→ **GIVEN INSTRUCTION**:
Please turn every line of the items below into a numbered list, skipping blank lines. Leave the pictures out.

→ **DATA SECTION**:
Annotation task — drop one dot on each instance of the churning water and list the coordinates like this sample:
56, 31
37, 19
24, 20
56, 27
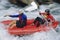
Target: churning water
7, 8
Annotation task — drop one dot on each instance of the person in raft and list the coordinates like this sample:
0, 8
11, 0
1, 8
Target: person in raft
48, 17
19, 23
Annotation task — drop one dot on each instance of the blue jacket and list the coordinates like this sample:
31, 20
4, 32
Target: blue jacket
23, 16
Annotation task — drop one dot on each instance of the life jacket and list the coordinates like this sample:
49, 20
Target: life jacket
50, 17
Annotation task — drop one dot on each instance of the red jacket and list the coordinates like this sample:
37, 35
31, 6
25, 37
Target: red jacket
48, 17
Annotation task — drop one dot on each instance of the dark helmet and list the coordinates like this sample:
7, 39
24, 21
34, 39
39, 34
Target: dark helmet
47, 10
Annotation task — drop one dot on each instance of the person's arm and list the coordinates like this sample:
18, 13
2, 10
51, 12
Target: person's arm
13, 15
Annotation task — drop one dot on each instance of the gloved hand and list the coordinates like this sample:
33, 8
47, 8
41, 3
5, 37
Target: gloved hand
6, 15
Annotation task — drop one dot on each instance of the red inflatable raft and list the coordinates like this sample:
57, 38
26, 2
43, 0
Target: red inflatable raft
28, 29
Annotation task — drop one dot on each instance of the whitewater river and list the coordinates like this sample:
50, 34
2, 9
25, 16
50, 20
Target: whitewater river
7, 8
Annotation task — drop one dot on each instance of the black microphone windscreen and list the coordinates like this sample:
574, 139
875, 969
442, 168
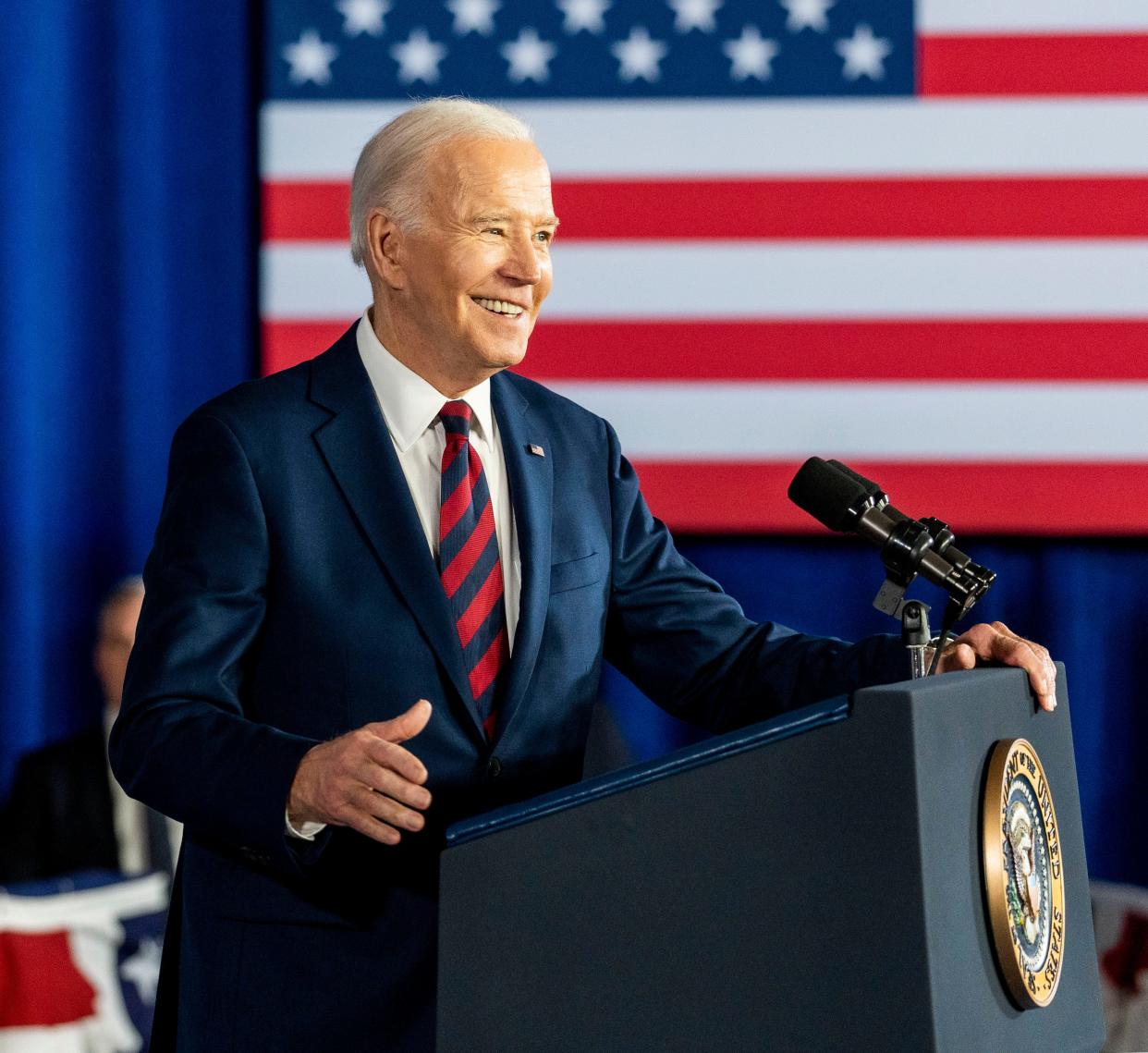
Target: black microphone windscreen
829, 495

→ **COMPLETE OUTPUT**:
1. Annotation task — drop one dot on each instance of the churning water and list the coordinates like this sample:
2. 56, 31
3. 37, 19
4. 24, 20
5. 56, 27
6. Target: churning water
7. 7, 8
8. Annotation task — drop one dot on each instance of the person in raft and list the coordinates like this sample:
9. 0, 8
10. 11, 0
11. 1, 8
12. Target: person in raft
13. 48, 17
14. 19, 23
15. Annotation task — drop one dot on each instance of the blue jacket and list the coordinates like this sample:
16. 31, 20
17. 4, 32
18. Target: blue jacket
19. 23, 16
20. Annotation task — drop one dot on each instance of the life jacket and list the coordinates like this sample:
21. 49, 20
22. Target: life jacket
23. 50, 17
24. Annotation task — drop one dot on each instance of the red jacket and list the coordinates like this sample:
25. 37, 35
26. 31, 6
27. 25, 37
28. Target: red jacket
29. 48, 17
30. Annotation task — drop one dot on each instance of the dark helmet and list the coordinates like this sample:
31. 7, 39
32. 24, 21
33. 34, 39
34. 39, 34
35. Target: dark helmet
36. 47, 10
37. Annotation task — drop one dot on each instance of the person's arm and list the coordinates like this sample:
38. 18, 13
39. 2, 10
40. 51, 12
41. Target: person's arm
42. 13, 15
43. Annotation task — drop one dot on each instance of the gloved hand and list the coordinates like this sample:
44. 33, 8
45. 47, 8
46. 41, 3
47. 5, 37
48. Target: gloved hand
49. 6, 15
50. Annotation task — drop one dot on each instance of the red inflatable raft and list the coordinates like this sample:
51. 57, 38
52. 26, 2
53. 43, 0
54. Target: red inflatable raft
55. 28, 29
56. Annotation task — drop one dot on each instance of the whitewater river and list the coordinates like this sample:
57. 50, 34
58. 2, 9
59. 25, 16
60. 50, 20
61. Target: whitewater river
62. 7, 8
63. Annotation task — drop one dot on each instance of the black microphone windscreen and list the coordinates like this sample:
64. 574, 139
65. 875, 969
66. 442, 168
67. Target: black microphone windscreen
68. 829, 495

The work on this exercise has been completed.